### DATA IN THIS EXERCISE

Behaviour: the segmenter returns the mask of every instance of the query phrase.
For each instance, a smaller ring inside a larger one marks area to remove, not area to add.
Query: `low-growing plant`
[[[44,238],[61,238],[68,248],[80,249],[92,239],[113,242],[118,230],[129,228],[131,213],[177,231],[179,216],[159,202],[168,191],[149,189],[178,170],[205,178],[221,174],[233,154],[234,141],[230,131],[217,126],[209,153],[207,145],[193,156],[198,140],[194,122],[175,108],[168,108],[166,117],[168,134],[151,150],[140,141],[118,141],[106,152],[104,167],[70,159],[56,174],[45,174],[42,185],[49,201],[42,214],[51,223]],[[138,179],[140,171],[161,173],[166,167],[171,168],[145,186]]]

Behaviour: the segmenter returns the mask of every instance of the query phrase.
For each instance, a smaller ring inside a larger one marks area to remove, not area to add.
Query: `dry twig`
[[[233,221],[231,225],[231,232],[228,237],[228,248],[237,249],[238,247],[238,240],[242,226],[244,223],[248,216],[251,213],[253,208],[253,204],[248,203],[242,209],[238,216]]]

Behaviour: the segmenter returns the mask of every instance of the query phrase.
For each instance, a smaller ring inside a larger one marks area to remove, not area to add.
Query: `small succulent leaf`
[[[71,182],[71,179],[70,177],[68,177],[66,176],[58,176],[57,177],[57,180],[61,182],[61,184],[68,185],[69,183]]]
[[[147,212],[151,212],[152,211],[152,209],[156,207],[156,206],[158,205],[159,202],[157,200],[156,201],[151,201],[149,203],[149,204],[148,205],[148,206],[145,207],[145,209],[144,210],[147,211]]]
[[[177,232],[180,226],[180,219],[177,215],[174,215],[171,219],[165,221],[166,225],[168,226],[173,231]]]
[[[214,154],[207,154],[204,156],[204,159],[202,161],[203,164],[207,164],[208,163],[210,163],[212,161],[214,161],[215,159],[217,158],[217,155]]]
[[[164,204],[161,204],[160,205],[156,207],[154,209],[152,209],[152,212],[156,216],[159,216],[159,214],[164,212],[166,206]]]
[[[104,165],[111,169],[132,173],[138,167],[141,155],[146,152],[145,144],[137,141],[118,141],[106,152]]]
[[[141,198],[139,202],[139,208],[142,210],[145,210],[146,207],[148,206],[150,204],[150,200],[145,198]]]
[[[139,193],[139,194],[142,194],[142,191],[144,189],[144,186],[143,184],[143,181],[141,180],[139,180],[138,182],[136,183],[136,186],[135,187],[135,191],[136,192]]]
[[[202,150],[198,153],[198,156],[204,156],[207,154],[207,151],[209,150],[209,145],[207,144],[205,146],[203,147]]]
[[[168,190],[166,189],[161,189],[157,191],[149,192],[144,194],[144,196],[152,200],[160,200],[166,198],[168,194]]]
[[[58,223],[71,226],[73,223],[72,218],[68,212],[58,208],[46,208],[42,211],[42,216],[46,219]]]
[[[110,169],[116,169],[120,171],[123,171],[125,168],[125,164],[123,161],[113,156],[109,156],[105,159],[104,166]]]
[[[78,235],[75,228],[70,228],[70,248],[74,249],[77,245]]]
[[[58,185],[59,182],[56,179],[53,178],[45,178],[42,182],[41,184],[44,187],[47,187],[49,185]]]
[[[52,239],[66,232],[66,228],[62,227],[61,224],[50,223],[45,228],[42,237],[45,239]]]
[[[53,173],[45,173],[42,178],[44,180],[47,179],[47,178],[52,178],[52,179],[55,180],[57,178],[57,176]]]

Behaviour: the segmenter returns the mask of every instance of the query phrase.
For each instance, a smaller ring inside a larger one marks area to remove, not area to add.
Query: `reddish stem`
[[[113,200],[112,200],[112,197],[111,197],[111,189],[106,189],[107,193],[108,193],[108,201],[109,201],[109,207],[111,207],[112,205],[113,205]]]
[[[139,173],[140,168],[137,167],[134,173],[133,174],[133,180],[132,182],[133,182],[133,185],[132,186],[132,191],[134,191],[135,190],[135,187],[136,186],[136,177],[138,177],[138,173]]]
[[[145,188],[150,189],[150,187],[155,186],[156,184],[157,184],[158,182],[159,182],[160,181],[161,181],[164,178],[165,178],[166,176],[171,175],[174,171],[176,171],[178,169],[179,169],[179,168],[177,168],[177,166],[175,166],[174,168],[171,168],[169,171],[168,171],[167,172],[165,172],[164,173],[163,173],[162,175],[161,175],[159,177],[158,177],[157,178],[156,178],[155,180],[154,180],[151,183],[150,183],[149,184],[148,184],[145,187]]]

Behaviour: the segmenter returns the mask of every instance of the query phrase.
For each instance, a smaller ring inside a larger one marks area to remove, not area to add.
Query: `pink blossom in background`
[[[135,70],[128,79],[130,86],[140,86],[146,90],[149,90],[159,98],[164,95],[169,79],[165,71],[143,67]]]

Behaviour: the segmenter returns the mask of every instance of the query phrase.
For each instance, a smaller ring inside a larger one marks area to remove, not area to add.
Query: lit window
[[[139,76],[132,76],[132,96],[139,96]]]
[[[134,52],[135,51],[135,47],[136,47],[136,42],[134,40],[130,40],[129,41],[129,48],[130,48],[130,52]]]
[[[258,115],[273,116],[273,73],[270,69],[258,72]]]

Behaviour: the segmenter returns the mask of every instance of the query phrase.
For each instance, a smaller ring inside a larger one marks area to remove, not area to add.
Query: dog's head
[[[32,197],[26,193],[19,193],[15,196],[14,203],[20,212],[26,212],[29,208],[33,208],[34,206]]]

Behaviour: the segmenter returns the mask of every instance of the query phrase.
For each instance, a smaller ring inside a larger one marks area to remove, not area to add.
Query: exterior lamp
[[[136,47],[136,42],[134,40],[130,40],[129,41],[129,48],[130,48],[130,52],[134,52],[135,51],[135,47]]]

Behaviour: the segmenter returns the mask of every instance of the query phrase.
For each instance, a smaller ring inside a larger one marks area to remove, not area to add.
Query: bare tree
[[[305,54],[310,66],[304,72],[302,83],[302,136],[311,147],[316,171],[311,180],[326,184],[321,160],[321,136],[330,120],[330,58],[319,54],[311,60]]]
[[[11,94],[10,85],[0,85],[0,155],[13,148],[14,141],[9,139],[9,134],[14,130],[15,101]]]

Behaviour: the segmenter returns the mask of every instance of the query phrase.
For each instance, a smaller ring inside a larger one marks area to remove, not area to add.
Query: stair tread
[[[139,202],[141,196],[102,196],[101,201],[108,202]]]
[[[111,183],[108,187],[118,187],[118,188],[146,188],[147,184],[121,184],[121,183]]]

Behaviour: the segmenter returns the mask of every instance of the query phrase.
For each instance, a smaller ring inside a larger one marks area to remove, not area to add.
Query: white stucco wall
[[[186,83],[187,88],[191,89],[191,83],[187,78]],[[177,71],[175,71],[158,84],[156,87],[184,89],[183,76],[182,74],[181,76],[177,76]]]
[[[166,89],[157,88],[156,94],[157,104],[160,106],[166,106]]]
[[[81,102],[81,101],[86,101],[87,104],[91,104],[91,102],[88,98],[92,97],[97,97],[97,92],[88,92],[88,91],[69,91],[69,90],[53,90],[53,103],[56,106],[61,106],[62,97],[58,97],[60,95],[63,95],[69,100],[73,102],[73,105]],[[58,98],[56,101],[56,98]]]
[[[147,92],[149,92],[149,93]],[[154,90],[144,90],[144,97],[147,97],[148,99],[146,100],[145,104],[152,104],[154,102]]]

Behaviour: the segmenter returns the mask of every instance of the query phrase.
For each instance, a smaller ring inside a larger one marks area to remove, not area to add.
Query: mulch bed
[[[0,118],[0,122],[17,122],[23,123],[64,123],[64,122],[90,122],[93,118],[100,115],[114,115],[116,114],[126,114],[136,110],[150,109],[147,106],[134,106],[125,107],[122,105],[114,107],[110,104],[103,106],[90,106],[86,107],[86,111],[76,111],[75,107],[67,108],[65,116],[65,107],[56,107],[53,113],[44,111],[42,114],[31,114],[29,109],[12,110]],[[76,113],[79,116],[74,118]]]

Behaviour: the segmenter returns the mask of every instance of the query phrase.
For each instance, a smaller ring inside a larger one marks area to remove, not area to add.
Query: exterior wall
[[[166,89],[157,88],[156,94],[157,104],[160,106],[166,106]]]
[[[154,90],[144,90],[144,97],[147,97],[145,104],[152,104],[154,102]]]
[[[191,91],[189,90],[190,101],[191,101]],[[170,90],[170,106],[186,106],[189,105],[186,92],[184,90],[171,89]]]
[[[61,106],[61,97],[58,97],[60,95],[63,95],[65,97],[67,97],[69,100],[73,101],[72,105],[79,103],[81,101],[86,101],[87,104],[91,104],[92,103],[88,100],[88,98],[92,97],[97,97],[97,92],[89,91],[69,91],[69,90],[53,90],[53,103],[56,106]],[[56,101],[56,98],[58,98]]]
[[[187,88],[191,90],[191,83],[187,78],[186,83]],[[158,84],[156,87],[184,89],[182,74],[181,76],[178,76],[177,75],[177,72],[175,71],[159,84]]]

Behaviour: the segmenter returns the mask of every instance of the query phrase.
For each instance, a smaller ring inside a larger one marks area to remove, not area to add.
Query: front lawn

######

(WHAT IS EXPECTED) List every line in the records above that contains the string "wall", copying each line in full. Matching is case-sensitive.

(COMPLETE RESPONSE)
Query: white stucco wall
Query: exterior wall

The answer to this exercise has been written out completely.